Reading passage START

Bob Odenkirk’s Saul Goodman finds clever ways out of scrapes. He’s not wired to fight back physically or with gunfire. At first blush, “Nobody’s” Hutch Mansell (Odenkirk) seems to be the same way – except without Saul’s ingenuity. But this film written by “John Wick’s” Derek Kolstad ends up being a delicious wish-fulfillment fantasy.
From Everyman to badass
After Hutch handles a home invasion in cautious fashion, he hears about it coming and going at his job as an accountant for a parts factory. He also receives a cold shoulder from his teenage son Blake (Gage Munroe).
Odenkirk is perfect in this role. His face expresses suppressed irritation at being smirked at by the world’s tough guys – his boss (Michael Ironside) and brother-in-law (Billy MacLellan) among them. By doing “the right thing” in that tense encounter, he’s not “a Man.”
“Nobody” (2021)
Director: Ilya Naishuller
Writer: Derek Kolstad
Stars: Bob Odenkirk, Aleksey Serebryakov, Connie Nielsen
The actor’s age (58) serves him well, even though at first glance he’s too old to be an action hero. The again, he’s only two years older than Keanu Reeves, so maybe 58 is the new 38. Still, we sense Hutch’s tiredness.

Reading passage END
Data to examine START

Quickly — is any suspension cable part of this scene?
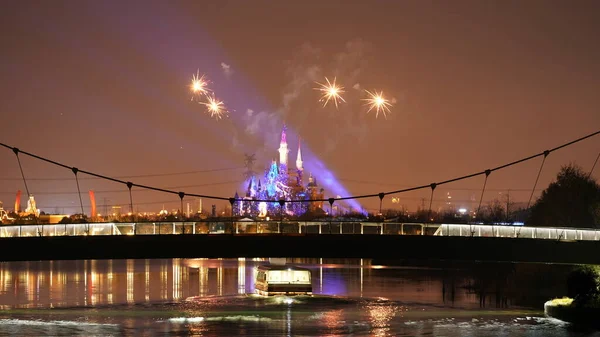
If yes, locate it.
[588,152,600,178]
[0,130,600,203]
[469,169,492,236]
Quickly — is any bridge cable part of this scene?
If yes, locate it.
[177,192,185,234]
[0,130,600,209]
[427,183,437,222]
[469,169,492,236]
[517,150,550,237]
[12,147,37,225]
[588,152,600,178]
[127,181,136,227]
[71,167,90,235]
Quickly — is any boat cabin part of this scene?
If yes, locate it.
[254,265,312,296]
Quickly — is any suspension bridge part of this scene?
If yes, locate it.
[0,131,600,264]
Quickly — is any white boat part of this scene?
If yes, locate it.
[254,264,312,296]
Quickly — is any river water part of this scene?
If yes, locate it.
[0,259,600,337]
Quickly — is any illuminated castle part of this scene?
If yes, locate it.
[233,125,324,217]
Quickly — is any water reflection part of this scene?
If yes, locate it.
[0,259,569,310]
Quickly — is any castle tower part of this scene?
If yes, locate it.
[296,139,304,172]
[279,124,290,167]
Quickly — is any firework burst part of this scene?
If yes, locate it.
[190,70,210,100]
[315,77,346,109]
[363,90,392,118]
[201,95,227,119]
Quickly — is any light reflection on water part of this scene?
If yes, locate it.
[0,259,592,336]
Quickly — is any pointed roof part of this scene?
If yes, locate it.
[281,123,287,144]
[296,137,304,171]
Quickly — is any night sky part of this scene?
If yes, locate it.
[0,0,600,213]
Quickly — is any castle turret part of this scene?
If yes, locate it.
[296,139,304,171]
[279,125,290,167]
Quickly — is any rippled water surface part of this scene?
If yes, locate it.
[0,259,600,336]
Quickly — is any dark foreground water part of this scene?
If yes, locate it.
[0,259,600,337]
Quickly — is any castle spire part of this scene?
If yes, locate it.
[296,137,304,171]
[279,124,290,166]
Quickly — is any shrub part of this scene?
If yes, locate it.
[567,266,600,305]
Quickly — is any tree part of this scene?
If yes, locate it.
[527,164,600,228]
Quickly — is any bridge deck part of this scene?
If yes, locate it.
[0,221,600,241]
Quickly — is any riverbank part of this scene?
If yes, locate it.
[544,298,600,329]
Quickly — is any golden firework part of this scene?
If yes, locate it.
[315,77,346,109]
[190,70,209,99]
[363,90,392,118]
[202,95,227,119]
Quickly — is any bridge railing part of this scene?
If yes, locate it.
[0,221,600,241]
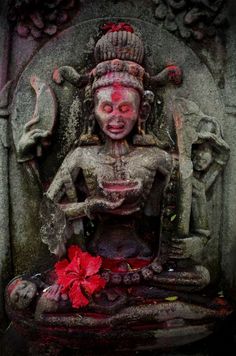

Data to examine END

In the movie review, what does Hutch Mansell do for a living? None of the data above matters here.

He works as an accountant for a parts factory.